Written request -> Quote the passage of the article on clustering obstacles starting with "Implementing KD-Tree" and going on through "like euclidean clustering.".

Article ->
----------

Clustering Obstacles
You have a way to segment points and recognize which ones represent obstacles for your car. It would be great to break up and group those obstacle points, especially if you want to do multiple object tracking with cars, pedestrians, and bicyclists, for instance. One way to do that grouping and cluster point cloud data is called euclidean clustering.
Euclidean Clustering
The idea is you associate groups of points by how close together they are. To do a nearest neighbor search efficiently, you use a KD-Tree data structure which, on average, speeds up your look up time from O(n) to O(log(n)). This is because the tree allows you to better break up your search space. By grouping points into regions in a KD-Tree, you can avoid calculating distance for possibly thousands of points just because you know they are not even considered in a close enough region.
Euclidean Clustering Arguments
- The euclidean clustering object
ec
takes in a distance tolerance. Any points within that distance will be grouped together. It also has min and max arguments for the number of points to represent as clusters. The idea is: if a cluster is really small, it’s probably just noise and we are not concerned with it. Also a max number of points allows us to better break up very large clusters. If a cluster is very large it might just be that many other clusters are overlapping, and a max tolerance can help us better resolve the object detections. The last argument to the euclidean cluster object is the Kd-Tree. The tree is created and built using the input cloud points, which in this case are going to be the obstacle cloud points.
- The number of points for each cluster can be logged. This can be a helpful debugging tool later when trying to pick good min and max point values.
- Some time and effort will be needed to pick good hyperparameters, but many cases actually there won't be a perfect combination to always get perfect results.
Implementing KD-Tree
- A KD-Tree is a binary tree that splits points between alternating axes. By separating space by splitting regions, nearest neighbor search can be made much faster when using an algorithm like euclidean clustering.

----------

(Position annotation records)

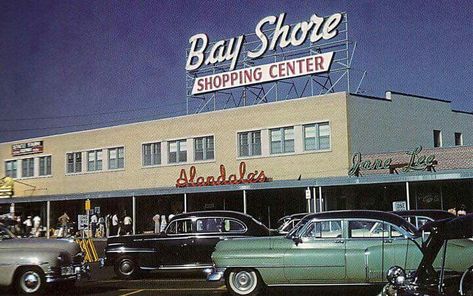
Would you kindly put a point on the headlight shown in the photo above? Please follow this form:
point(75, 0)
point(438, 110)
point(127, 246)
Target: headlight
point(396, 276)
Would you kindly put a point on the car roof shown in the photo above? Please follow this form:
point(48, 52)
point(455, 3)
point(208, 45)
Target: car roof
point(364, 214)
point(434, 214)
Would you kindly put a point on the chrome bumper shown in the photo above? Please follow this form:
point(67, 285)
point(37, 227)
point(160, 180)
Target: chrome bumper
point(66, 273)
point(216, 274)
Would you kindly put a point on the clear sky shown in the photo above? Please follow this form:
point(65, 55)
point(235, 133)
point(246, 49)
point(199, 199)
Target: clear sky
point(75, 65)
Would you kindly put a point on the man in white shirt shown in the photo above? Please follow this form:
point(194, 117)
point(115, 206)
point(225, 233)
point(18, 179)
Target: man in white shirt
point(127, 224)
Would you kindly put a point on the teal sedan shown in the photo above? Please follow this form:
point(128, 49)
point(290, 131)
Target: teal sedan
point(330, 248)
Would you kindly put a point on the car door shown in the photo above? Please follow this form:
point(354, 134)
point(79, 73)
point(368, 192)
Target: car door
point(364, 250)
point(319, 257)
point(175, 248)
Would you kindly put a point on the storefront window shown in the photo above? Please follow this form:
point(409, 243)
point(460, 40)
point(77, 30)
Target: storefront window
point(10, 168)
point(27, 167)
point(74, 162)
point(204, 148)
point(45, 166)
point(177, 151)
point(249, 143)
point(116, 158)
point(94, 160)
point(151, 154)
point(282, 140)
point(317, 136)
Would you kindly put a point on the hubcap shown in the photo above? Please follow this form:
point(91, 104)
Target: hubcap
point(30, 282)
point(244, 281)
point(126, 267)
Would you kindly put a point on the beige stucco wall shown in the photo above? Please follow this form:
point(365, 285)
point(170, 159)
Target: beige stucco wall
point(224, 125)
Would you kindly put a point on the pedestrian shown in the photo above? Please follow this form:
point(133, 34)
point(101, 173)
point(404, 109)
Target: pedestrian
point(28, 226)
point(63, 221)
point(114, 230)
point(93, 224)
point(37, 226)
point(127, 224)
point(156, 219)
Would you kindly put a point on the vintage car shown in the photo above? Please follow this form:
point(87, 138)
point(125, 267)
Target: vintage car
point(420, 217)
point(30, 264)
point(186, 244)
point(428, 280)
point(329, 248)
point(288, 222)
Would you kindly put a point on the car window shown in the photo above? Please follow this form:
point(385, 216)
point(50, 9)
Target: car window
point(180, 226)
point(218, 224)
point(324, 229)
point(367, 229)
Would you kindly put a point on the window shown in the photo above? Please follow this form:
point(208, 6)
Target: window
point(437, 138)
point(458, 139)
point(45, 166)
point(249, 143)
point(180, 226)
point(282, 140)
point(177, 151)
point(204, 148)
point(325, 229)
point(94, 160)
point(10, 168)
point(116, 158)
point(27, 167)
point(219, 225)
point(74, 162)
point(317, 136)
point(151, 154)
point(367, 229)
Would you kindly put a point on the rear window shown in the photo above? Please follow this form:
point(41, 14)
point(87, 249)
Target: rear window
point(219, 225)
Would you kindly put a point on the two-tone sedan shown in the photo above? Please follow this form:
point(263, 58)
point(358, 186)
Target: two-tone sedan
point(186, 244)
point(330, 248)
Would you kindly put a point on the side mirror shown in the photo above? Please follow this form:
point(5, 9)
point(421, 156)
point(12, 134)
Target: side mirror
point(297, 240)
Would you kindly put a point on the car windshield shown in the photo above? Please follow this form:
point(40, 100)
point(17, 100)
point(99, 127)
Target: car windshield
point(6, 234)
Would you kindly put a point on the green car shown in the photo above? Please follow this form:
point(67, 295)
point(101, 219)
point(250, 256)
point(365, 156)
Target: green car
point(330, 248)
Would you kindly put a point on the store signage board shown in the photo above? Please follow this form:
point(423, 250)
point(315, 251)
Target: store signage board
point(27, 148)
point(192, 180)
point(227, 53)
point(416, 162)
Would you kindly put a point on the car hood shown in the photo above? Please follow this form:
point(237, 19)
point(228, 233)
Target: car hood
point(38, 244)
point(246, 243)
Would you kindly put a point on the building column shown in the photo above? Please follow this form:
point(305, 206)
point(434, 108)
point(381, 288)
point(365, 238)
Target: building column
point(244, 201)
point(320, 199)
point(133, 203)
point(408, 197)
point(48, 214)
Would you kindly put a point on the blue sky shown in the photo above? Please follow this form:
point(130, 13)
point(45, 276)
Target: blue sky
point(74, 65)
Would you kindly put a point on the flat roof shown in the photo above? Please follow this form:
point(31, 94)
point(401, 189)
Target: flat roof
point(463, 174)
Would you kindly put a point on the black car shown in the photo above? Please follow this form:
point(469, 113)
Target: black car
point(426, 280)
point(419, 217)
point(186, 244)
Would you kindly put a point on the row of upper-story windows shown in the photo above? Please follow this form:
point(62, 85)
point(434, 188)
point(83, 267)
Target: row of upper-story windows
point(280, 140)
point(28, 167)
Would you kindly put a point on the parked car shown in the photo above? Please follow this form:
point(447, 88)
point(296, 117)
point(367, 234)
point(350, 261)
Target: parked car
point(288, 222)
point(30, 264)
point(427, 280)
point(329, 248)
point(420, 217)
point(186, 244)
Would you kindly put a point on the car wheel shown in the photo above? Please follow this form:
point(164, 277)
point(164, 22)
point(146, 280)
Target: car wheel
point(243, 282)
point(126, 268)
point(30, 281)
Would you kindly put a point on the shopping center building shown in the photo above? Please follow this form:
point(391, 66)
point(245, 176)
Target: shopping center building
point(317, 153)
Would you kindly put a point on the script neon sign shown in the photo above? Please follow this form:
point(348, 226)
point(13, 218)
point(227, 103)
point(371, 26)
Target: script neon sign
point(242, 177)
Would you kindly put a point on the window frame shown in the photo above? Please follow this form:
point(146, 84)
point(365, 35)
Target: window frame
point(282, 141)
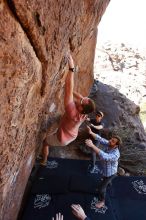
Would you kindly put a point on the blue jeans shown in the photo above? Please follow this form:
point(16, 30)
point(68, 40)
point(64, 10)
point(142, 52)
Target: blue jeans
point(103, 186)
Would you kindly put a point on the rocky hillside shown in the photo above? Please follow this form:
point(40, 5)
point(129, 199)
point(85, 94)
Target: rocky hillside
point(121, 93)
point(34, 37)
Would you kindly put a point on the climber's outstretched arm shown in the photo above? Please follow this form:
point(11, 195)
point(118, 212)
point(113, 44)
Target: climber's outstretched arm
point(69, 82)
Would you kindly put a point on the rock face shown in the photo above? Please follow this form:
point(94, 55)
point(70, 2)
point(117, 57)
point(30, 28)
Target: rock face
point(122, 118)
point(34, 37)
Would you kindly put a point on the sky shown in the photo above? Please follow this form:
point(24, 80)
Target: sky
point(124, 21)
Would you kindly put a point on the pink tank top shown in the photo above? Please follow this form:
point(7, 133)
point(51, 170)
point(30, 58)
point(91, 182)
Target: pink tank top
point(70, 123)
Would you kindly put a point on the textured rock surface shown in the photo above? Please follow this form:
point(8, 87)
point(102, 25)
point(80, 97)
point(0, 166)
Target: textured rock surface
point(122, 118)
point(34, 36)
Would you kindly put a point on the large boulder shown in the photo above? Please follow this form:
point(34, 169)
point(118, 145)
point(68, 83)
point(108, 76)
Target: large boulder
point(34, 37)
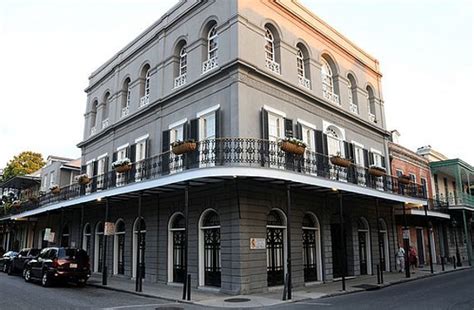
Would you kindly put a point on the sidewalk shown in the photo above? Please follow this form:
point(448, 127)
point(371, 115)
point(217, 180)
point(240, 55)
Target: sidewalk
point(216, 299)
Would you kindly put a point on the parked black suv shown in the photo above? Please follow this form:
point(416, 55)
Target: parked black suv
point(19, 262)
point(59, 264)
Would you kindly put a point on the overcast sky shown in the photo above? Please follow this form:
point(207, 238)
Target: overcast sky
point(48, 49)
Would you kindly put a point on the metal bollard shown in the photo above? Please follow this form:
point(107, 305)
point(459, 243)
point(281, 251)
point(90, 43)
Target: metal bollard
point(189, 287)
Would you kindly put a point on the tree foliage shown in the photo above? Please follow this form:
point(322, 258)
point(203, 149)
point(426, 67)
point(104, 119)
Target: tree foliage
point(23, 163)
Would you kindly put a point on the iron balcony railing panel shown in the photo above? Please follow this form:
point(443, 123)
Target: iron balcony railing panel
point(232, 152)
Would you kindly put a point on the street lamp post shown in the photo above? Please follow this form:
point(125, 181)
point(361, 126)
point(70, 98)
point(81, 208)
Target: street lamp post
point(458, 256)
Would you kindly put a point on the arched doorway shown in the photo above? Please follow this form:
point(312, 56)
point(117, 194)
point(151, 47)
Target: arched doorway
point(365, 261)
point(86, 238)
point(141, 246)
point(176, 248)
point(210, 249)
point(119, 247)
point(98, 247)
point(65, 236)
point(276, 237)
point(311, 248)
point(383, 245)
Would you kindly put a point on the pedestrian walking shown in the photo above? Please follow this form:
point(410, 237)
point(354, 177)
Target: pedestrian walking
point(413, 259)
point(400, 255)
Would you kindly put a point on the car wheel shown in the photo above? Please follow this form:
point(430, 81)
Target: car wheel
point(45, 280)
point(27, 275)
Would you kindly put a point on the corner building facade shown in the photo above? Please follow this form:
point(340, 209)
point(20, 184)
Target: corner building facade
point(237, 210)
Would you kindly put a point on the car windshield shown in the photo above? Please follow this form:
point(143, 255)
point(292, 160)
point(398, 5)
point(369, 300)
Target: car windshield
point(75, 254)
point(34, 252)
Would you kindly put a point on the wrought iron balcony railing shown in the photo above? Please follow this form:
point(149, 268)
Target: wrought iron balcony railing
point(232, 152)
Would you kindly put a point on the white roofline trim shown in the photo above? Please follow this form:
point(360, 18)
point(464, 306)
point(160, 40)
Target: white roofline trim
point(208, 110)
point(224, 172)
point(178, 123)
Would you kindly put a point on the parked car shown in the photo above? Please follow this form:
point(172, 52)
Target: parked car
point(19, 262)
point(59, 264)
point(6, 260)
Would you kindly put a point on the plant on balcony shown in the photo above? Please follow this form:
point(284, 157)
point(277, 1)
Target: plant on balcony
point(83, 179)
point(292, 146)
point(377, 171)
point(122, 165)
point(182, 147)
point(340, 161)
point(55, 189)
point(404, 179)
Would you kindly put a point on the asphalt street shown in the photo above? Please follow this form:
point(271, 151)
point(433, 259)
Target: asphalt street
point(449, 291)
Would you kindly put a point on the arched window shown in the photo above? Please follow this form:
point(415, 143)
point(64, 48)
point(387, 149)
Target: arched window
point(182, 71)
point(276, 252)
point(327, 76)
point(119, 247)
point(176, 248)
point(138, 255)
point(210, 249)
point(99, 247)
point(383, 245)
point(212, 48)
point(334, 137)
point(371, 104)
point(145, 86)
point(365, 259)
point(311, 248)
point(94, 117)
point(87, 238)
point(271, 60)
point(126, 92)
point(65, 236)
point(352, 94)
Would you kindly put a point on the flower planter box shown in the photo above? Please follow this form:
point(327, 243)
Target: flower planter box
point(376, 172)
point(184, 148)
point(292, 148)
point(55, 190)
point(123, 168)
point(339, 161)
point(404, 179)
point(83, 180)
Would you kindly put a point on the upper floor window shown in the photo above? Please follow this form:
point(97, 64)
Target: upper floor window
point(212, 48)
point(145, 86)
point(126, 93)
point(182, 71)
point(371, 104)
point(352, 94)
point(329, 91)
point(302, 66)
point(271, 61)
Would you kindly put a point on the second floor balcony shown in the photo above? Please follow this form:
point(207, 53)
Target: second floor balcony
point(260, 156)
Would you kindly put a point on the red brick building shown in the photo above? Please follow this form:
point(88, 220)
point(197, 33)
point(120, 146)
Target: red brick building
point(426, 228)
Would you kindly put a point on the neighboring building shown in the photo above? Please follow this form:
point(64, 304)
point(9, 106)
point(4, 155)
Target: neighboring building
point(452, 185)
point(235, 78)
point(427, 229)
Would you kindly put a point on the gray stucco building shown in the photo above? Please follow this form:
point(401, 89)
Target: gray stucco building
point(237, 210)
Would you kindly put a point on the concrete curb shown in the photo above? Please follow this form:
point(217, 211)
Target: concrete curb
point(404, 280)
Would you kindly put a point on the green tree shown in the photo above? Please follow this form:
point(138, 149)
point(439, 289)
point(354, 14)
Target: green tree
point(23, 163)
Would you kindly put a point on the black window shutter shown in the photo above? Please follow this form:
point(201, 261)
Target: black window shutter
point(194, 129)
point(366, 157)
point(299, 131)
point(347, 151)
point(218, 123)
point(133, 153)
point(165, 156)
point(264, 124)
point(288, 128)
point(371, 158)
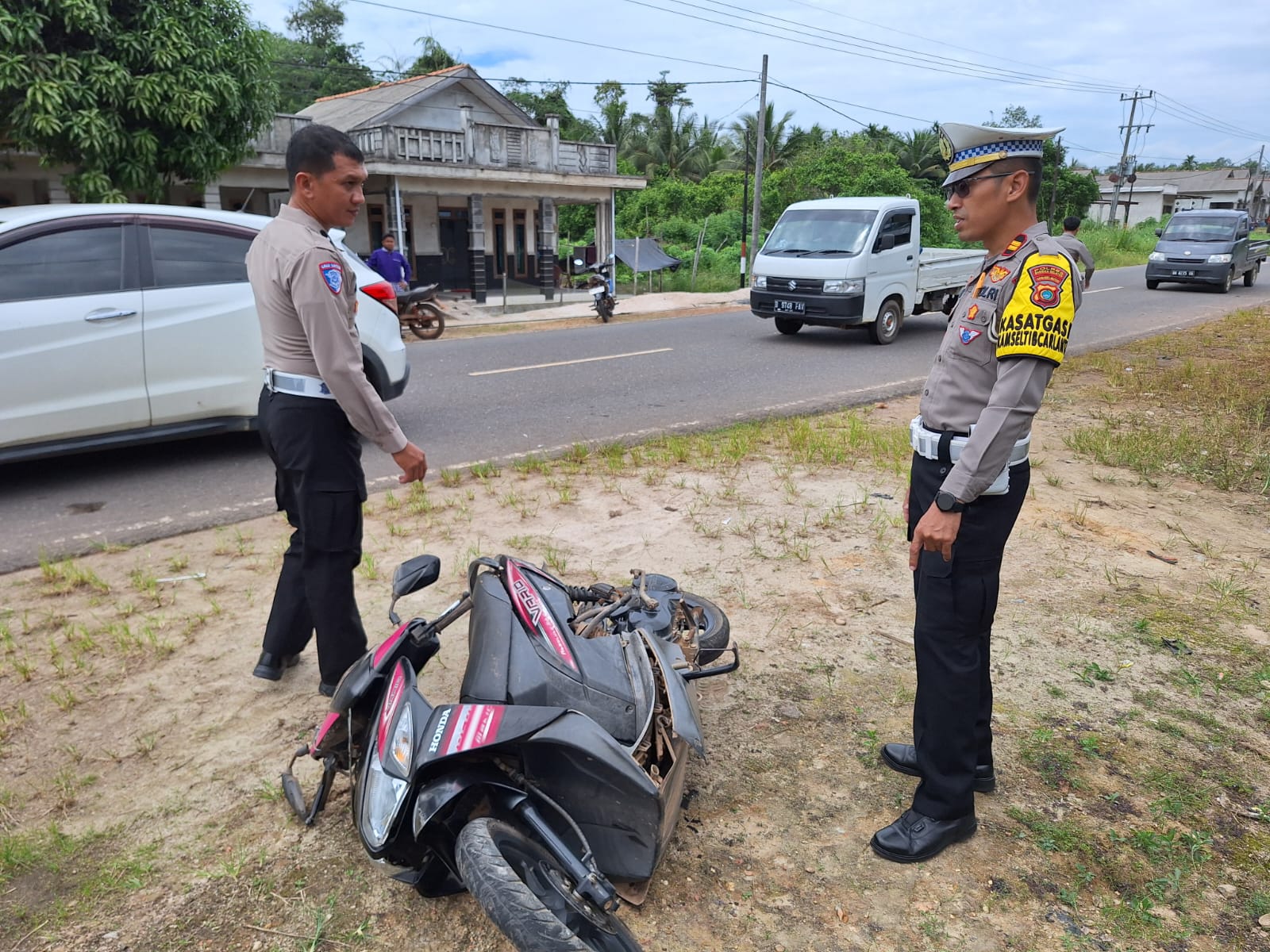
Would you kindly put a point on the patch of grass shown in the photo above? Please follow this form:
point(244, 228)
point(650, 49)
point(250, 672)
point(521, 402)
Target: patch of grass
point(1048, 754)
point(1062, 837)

----------

Solution below ->
Implementing KD-Tree
- A KD-Tree is a binary tree that splits points between alternating axes. By separating space by splitting regions, nearest neighbor search can be made much faster when using an algorithm like euclidean clustering.